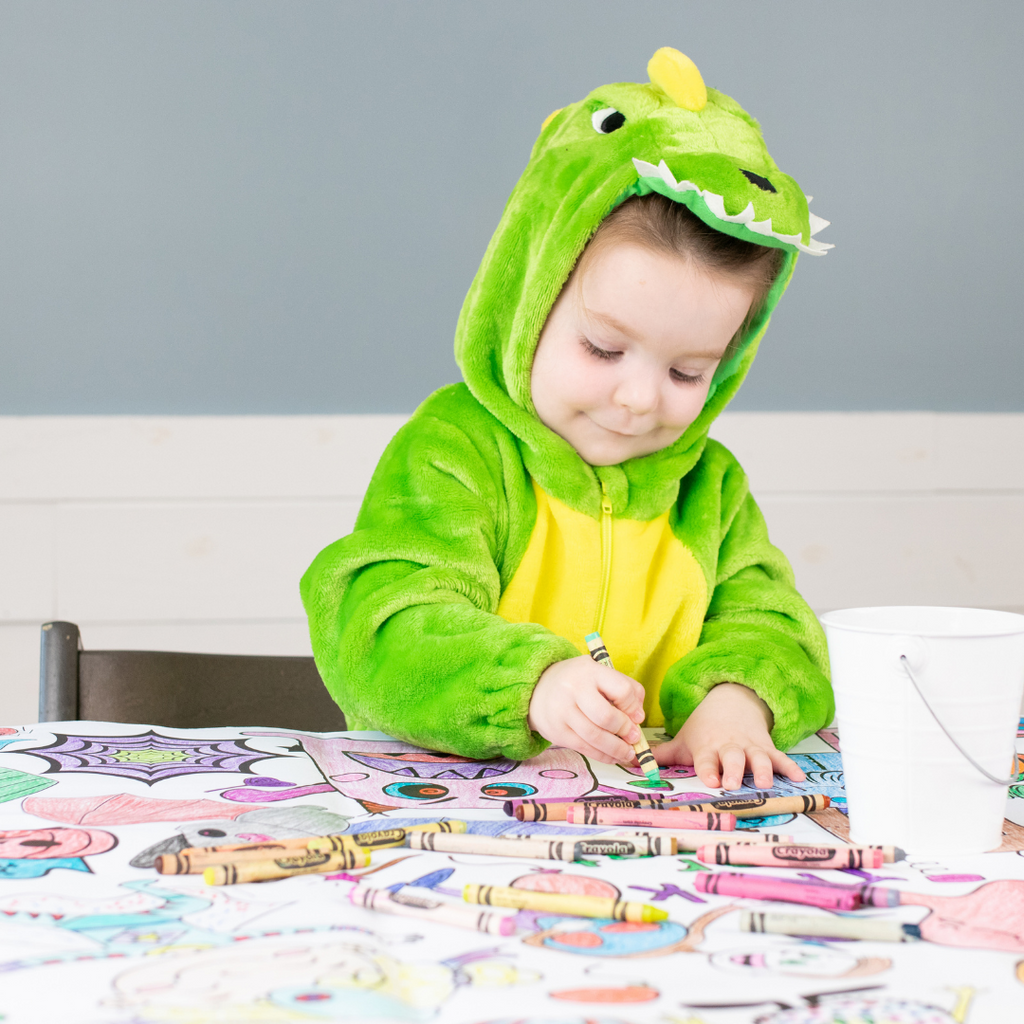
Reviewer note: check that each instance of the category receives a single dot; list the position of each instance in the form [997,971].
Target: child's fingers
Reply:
[762,767]
[578,743]
[733,759]
[606,716]
[675,752]
[624,692]
[706,764]
[611,747]
[785,766]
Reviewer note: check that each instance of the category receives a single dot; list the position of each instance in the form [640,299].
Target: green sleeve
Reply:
[758,631]
[402,610]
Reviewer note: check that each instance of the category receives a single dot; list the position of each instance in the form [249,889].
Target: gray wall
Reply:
[209,206]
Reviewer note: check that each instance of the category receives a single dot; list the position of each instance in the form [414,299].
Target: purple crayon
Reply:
[780,890]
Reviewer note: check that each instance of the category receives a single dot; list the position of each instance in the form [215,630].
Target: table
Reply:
[90,933]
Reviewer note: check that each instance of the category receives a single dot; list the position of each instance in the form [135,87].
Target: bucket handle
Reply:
[987,774]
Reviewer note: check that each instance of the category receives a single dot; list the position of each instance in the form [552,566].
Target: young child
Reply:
[569,485]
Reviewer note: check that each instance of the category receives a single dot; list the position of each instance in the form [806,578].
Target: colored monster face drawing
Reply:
[35,844]
[385,774]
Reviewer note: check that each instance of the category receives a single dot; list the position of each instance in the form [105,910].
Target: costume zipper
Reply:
[605,556]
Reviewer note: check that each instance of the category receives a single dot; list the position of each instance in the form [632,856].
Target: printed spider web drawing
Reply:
[148,757]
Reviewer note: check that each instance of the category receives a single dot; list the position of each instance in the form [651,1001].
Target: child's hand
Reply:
[725,736]
[589,708]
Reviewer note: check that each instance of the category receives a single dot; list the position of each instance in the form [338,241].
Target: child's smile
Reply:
[625,359]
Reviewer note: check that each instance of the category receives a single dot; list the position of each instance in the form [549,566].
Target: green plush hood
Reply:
[696,146]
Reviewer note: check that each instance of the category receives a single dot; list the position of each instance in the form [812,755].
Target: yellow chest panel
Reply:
[655,592]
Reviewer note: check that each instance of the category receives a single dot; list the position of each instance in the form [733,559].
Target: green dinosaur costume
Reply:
[486,548]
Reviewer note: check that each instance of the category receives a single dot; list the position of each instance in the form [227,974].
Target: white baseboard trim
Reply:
[190,532]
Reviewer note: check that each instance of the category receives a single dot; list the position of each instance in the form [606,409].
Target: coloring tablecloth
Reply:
[91,934]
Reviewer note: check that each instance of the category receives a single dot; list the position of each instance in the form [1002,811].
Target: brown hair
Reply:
[659,224]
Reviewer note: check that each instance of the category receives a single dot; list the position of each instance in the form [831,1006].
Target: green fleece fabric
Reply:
[402,611]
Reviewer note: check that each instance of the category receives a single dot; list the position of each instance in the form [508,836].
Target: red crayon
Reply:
[780,890]
[779,855]
[590,814]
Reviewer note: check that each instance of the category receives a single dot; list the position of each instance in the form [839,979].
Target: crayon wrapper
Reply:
[580,906]
[650,818]
[754,887]
[768,855]
[762,806]
[867,929]
[423,908]
[380,839]
[283,867]
[198,860]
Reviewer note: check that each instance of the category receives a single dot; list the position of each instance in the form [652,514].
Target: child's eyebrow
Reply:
[608,321]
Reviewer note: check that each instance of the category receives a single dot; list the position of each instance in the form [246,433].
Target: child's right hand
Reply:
[588,708]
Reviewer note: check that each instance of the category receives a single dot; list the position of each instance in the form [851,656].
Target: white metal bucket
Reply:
[927,701]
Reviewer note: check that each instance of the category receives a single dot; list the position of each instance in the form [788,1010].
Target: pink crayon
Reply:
[869,895]
[791,855]
[592,814]
[595,798]
[780,890]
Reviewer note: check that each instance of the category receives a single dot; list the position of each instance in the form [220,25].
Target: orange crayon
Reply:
[592,814]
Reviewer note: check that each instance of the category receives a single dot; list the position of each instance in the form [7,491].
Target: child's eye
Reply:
[678,375]
[607,120]
[601,353]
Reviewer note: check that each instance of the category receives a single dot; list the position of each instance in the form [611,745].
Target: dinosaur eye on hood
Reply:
[607,120]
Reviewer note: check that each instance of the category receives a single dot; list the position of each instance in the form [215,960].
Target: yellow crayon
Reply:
[384,838]
[197,859]
[574,906]
[283,867]
[641,748]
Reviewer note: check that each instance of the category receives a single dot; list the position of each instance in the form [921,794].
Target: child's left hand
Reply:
[727,735]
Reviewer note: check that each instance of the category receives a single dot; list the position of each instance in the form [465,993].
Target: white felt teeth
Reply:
[717,206]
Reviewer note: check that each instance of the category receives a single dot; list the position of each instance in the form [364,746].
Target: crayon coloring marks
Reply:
[388,774]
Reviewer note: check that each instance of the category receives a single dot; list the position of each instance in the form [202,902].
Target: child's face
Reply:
[624,370]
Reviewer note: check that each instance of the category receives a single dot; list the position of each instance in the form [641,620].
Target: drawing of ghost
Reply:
[254,826]
[385,774]
[34,852]
[322,977]
[989,918]
[808,960]
[869,1010]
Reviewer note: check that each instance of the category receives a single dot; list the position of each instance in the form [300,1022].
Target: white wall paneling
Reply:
[190,532]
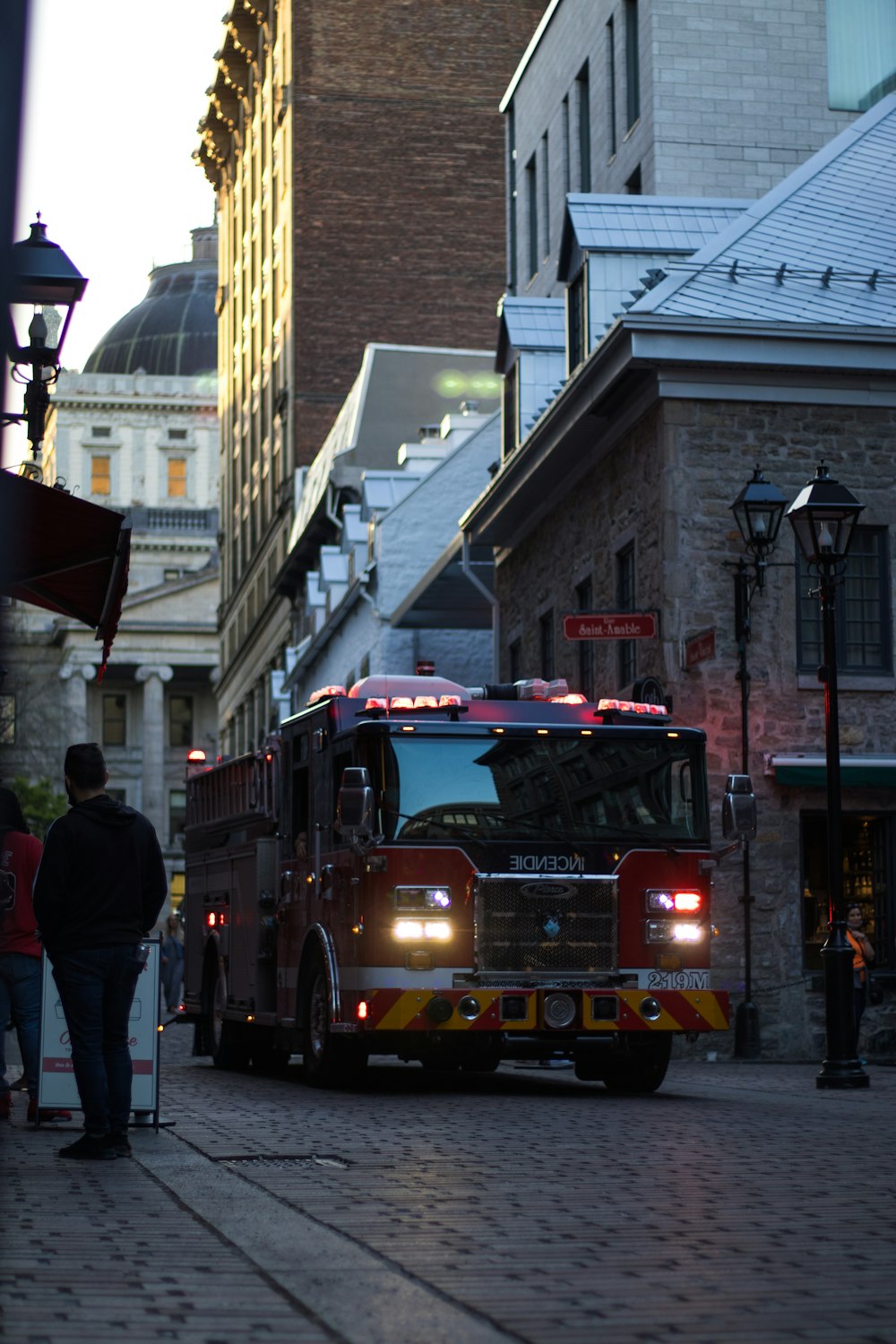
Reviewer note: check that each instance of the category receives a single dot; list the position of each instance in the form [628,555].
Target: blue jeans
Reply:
[21,997]
[97,988]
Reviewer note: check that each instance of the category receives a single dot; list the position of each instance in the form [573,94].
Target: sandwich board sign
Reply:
[56,1088]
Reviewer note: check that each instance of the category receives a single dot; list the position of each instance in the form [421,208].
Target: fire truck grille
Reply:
[546,926]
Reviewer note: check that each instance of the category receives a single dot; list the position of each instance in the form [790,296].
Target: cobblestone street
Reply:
[516,1206]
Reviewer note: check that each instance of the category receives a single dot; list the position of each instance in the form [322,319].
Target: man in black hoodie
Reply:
[99,892]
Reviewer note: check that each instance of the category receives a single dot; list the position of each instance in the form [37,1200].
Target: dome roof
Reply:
[175,328]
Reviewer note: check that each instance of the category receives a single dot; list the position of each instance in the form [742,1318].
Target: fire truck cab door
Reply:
[297,870]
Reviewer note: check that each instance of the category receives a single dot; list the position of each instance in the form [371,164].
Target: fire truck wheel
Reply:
[640,1066]
[269,1059]
[330,1061]
[228,1050]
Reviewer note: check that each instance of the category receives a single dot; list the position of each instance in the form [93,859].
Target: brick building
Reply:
[357,155]
[137,432]
[774,344]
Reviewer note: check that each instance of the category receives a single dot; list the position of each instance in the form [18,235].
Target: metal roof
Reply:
[535,323]
[649,223]
[641,225]
[820,247]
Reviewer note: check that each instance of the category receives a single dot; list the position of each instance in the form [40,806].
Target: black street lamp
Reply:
[758,510]
[823,518]
[45,280]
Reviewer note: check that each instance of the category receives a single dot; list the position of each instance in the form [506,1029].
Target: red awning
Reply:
[65,554]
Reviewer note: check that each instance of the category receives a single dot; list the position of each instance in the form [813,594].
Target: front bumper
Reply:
[525,1011]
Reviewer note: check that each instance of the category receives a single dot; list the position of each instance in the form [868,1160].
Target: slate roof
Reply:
[535,323]
[648,223]
[174,330]
[831,225]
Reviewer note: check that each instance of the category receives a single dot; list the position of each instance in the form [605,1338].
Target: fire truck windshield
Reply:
[594,788]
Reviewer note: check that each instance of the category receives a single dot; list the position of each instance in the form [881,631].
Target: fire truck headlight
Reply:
[414,930]
[665,930]
[559,1010]
[673,902]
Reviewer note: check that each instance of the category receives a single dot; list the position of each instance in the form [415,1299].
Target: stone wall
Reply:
[668,487]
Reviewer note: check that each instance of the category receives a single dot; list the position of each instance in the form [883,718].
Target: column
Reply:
[153,788]
[74,677]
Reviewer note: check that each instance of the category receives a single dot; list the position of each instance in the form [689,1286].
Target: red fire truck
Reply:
[455,876]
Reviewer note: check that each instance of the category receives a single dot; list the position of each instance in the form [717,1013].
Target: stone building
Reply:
[357,153]
[771,344]
[677,97]
[136,432]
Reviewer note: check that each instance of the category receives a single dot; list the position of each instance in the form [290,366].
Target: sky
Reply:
[109,126]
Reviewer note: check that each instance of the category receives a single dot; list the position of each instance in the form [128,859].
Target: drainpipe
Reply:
[490,599]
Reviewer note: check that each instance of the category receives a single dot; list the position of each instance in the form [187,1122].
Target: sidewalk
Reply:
[737,1206]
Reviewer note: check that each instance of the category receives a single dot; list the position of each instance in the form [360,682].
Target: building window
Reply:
[546,645]
[115,720]
[180,720]
[177,814]
[861,610]
[532,210]
[576,322]
[512,199]
[7,719]
[99,475]
[546,194]
[567,168]
[868,882]
[584,602]
[861,53]
[633,65]
[633,183]
[611,85]
[177,478]
[583,110]
[625,602]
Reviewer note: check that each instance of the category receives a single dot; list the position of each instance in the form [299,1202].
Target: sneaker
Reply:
[120,1145]
[89,1148]
[46,1115]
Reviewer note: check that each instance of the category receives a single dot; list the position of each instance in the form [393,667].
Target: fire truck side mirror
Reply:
[355,806]
[739,809]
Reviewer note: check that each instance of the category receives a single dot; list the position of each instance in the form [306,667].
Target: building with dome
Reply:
[136,432]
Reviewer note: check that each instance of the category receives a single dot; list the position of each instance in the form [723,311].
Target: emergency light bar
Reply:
[625,711]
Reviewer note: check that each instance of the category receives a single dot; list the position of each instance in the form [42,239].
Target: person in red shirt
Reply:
[19,953]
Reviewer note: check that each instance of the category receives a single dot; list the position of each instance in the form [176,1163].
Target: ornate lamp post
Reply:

Goal: Nothing but the lines from the line with "the form [717,1013]." to the last line of the listing above should appear; please retype them exactly, both ends included.

Solution to this exercise:
Reviewer note: check that each instance of the category receives a single dot; list the position of each instance in the form [717,1013].
Target: stone building
Reply:
[357,153]
[771,344]
[677,97]
[136,432]
Reviewer note: check that each instance of the category receives a single dot; list the position of each instance in the form [290,366].
Target: sky
Reply:
[109,126]
Reviewer note: check that each instance of the category receives a single dot; list the position of each instance in the form [128,859].
Target: drainpipe
Reply:
[490,599]
Reviewer note: check that each instance of the category receives a single dot; list the position of each instance in the form [187,1122].
Target: sidewalk
Reply:
[737,1206]
Reviewer note: check that each instance of the category receives a single dot; list the position of each instance in the form [360,682].
Target: building window
Reply:
[546,645]
[115,720]
[180,720]
[177,814]
[861,610]
[532,210]
[576,322]
[512,199]
[7,719]
[99,475]
[546,194]
[567,168]
[868,882]
[584,602]
[861,53]
[633,65]
[633,183]
[611,85]
[177,478]
[583,110]
[625,602]
Reviewer note: check that each instance of the category receives a single dot; list the position of each instance in the form [299,1202].
Target: sneaker
Reply:
[120,1145]
[89,1148]
[46,1115]
Reviewer note: check that each instance of the category receives a single dot; list the position of each instance in the form [393,667].
Target: fire truck side mirror
Reply:
[355,806]
[739,809]
Reviewer note: check that each instance of the category receives a single dot; list the position of each instance in the form [306,667].
Target: building with dome
Reply:
[136,432]
Reviewer note: check that each instance of the category receives a single dot; list the position of each instance in the form [723,311].
Target: emergency light bar
Reply:
[625,711]
Reviewer note: check that each instance of the category receives a single dot; list the position of each instance in the form [42,239].
Target: person in red shirt
Reply:
[19,953]
Reviewer note: check that each instance of the category receives a single dot; list the position of each instance in the form [176,1163].
Target: ornate lamp post
Reply:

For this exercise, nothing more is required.